## Work required
Could you transcribe every entry below exactly, leaving out the pictures?

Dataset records
***
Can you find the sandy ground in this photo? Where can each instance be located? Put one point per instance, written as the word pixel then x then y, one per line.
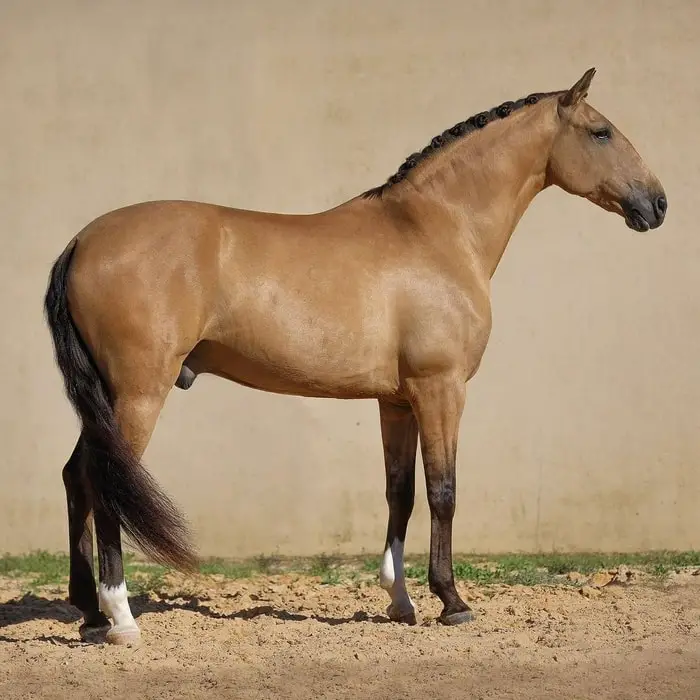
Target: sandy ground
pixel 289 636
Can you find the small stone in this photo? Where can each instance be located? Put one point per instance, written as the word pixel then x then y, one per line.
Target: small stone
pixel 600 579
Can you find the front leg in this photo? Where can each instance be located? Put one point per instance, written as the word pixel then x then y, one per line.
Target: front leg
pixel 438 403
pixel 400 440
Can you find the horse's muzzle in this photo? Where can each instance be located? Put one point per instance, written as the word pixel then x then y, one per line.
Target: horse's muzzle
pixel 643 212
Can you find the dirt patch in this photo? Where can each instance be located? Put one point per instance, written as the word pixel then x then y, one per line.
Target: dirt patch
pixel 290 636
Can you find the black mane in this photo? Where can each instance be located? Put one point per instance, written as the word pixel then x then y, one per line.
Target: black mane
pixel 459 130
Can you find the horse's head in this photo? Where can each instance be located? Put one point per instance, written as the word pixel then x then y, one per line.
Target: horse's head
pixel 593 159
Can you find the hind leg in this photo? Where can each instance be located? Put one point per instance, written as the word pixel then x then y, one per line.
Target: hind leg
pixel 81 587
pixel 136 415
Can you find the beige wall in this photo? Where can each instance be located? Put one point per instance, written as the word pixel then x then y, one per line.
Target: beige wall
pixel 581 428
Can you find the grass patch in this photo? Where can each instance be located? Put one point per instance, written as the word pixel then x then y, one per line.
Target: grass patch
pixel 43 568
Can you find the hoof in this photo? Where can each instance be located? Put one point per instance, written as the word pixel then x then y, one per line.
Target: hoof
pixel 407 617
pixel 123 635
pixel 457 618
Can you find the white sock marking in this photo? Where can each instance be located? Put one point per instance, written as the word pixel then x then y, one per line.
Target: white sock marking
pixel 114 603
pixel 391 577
***
## Solution to the exercise
Can you find the sandy ground in this photo? Where can each instance be located? Put one point per instance, written as the word pixel then x then y, one per line.
Target: sandy ground
pixel 289 636
Can you find the small stone in this photo? Where can each instance be located? Put one point per instance, written as the word pixel then x then y, one per line.
Target: small stone
pixel 600 579
Can you find the front leg in this photo? Where can each instance be located? Put one point per instance, written as the word pixel then x then y, one per line.
Target: front leg
pixel 438 403
pixel 400 440
Can you find the horse's muzzle in this photo? Where can each instance be located? Put one point per instance, written as the word pixel then x then y, one per line.
Target: horse's muzzle
pixel 643 212
Can you find the dirt patch in this photo? Where can each instance be located? Put one point per instance, written as the word pixel then x then y, one per line.
Target: dirt patch
pixel 290 636
Can you find the black mane in this photo? Where can each instance be located? Put one point per instance, written as the word pixel then x then y, one per line.
Target: black mane
pixel 459 130
Can you find the horse's head in this photo? Where can each instance be located? Put one point per instance, written as the word pixel then x then y, one per line.
Target: horse's head
pixel 593 159
Can you find the hind leg in this photo? Where can each instance be located? Put one point per instance, written as the word pixel then x then y, one per line.
Target: hind leg
pixel 81 587
pixel 136 415
Can you find the beige wall in this photo? Where can each instance be located? Put one point per instance, written as the word pixel then x then y, one per line.
Target: beige wall
pixel 581 428
Can you find the grass patch in this photo? Where can each instance be located? Put one point per instance, written as the word pixel then x then y, one per line.
Target: grass patch
pixel 43 568
Can you find the hoof in this photo? Where can each instance be located? Put one point per instance, written as the word pixel then x then y, one per line.
Target: hoof
pixel 407 617
pixel 123 635
pixel 457 618
Can you find the white sock marking in this photo? Where can each instance be located? Put one point per instance, written as the word pixel then x then y, one per line.
Target: white sock marking
pixel 114 603
pixel 391 577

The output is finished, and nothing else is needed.